**What you have to do:**
Pick out every line in the entries below that contains the string "light", and copy each one. Case matters.

**Entries:**
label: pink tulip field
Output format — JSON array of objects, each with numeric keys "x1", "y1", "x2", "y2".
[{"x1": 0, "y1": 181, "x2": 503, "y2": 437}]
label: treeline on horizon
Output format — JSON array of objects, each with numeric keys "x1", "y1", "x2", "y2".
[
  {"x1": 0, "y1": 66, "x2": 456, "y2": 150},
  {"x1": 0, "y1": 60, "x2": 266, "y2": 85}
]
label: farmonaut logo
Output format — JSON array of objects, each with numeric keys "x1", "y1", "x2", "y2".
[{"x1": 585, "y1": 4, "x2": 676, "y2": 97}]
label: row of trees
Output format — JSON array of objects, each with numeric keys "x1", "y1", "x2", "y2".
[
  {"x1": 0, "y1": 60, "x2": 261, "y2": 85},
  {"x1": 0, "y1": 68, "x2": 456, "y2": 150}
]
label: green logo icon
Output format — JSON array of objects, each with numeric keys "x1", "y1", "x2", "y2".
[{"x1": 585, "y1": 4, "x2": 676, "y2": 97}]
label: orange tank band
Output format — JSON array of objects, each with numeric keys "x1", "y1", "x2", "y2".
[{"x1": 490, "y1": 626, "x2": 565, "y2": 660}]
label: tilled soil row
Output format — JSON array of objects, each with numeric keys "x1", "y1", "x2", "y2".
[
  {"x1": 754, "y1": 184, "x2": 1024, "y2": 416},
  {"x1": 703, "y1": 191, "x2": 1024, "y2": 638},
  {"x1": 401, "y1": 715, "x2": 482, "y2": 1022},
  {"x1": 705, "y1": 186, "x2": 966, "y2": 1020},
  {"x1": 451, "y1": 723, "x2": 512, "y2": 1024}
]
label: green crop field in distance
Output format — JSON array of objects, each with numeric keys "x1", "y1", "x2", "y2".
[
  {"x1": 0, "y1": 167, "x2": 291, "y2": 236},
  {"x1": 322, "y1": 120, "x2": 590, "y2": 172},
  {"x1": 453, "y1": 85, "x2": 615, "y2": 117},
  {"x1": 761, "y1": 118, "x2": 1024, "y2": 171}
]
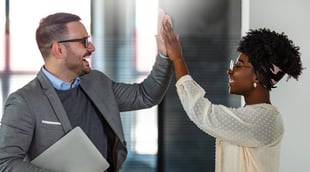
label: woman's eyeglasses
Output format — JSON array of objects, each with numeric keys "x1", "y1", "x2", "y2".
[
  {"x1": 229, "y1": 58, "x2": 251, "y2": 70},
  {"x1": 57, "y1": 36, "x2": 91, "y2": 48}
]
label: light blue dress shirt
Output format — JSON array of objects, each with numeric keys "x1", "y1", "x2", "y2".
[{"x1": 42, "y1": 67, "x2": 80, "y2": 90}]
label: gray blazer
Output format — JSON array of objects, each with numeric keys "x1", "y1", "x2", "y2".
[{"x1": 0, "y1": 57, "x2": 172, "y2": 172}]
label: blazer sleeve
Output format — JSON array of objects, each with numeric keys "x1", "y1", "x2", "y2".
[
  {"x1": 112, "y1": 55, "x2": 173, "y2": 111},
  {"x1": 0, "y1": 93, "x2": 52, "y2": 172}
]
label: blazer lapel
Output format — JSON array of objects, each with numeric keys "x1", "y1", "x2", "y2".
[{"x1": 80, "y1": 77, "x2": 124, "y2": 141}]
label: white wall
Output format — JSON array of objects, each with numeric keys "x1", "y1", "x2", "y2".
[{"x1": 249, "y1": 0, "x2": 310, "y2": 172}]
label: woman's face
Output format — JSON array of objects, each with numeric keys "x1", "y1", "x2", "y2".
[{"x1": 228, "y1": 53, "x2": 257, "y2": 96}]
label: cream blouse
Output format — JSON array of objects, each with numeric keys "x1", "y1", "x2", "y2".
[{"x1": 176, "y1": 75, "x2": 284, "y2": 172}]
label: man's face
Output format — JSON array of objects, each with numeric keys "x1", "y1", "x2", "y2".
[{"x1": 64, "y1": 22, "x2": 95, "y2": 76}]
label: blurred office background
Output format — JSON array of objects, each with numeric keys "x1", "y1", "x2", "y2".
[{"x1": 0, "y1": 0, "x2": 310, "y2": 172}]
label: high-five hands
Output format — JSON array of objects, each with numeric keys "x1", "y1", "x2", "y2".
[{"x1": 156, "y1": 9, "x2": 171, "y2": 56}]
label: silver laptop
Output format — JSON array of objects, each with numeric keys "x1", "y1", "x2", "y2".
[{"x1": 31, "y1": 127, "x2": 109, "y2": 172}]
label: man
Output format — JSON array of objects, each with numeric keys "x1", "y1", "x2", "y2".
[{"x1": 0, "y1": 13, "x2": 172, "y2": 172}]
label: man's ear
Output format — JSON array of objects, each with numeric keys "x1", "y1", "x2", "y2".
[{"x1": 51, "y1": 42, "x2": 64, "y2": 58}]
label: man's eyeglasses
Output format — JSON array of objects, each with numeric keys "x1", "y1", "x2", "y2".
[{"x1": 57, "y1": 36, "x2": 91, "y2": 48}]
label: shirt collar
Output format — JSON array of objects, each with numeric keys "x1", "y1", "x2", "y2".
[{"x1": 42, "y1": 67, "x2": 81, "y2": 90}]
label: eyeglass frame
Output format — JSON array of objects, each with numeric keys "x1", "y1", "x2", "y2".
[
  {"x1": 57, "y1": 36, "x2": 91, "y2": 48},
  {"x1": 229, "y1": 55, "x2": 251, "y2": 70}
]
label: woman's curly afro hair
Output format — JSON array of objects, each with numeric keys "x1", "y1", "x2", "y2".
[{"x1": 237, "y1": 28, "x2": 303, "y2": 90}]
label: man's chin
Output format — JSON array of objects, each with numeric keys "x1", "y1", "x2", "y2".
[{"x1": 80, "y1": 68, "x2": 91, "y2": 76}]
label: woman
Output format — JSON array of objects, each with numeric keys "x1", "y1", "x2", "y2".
--
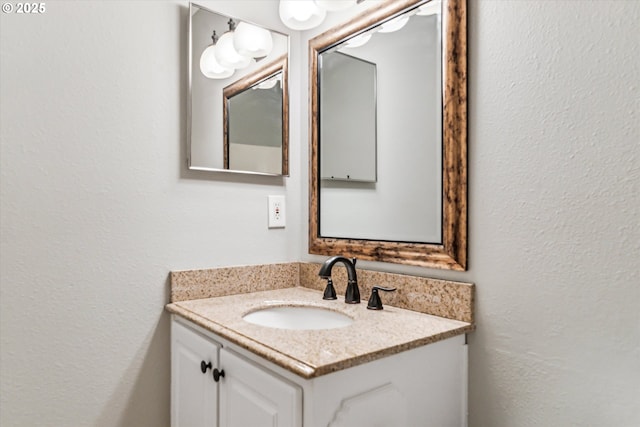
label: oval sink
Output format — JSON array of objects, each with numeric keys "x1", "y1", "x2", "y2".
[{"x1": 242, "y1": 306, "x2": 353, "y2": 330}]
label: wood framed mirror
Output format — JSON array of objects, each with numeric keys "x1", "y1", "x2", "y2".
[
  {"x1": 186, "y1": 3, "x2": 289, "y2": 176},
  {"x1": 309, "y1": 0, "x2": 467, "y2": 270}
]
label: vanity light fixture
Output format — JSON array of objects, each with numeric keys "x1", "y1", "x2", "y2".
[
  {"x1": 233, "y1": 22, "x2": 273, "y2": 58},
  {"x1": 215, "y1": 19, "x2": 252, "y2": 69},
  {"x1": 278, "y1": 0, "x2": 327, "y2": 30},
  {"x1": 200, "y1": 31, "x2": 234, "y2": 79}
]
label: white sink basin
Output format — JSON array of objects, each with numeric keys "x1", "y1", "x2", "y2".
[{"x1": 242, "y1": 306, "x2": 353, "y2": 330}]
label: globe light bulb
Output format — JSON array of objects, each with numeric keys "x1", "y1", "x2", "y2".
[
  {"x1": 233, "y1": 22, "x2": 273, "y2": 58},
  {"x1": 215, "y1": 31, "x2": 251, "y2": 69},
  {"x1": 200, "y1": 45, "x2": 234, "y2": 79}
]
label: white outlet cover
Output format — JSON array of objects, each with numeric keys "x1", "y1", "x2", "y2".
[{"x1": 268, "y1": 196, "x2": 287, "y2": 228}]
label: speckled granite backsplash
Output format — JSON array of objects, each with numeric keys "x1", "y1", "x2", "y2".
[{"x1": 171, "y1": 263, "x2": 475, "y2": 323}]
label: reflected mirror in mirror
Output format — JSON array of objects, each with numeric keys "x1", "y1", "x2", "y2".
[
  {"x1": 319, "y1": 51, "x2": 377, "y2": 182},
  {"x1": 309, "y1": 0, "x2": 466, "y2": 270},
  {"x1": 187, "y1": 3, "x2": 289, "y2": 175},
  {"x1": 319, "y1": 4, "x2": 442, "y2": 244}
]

**Response:**
label: light blue dress shirt
label: vanity light fixture
label: globe light bulb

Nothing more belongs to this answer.